Rescale the records below by copying every line, requests included, with each x and y coordinate in the answers multiplied by 0.9 and rounded to a whole number, halves rounded up. Omit the pictures from your answer.

## Start DATA FOR THIS EXERCISE

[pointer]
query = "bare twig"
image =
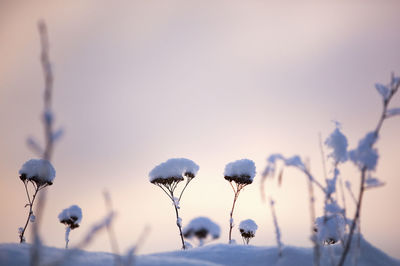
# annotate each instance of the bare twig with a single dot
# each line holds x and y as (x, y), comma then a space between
(386, 101)
(110, 230)
(277, 230)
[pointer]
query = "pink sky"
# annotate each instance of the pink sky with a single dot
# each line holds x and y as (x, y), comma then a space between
(138, 82)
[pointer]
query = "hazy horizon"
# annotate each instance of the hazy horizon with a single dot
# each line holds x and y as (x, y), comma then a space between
(137, 83)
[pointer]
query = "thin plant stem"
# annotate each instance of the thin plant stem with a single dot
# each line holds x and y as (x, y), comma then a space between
(21, 237)
(236, 195)
(356, 217)
(187, 183)
(178, 222)
(363, 173)
(317, 251)
(111, 234)
(231, 216)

## End DATA FOR THIS EXERCISE

REPLY =>
[pointer]
query = "bare twig"
image =
# annotate each instance of the bare twig with a single dot
# each line holds x and y as (x, y), comma then a space between
(347, 91)
(99, 207)
(249, 207)
[pointer]
query = "pink sky"
# annotate each instance of the pink sky with a single dot
# each line holds x and y as (x, y), comma then a space between
(124, 74)
[pointer]
query = "hazy horizon"
# annotate each instance of the hazy horizon with a single dot
# each line holds x and y as (x, y), comma then a space between
(123, 75)
[pointer]
query = "thin plant stem"
# annotate each instance of the thin plant stem with a single dot
# each line holds x and y as (x, y), comma then a space between
(19, 213)
(212, 176)
(320, 195)
(168, 165)
(160, 200)
(327, 156)
(285, 226)
(100, 211)
(208, 194)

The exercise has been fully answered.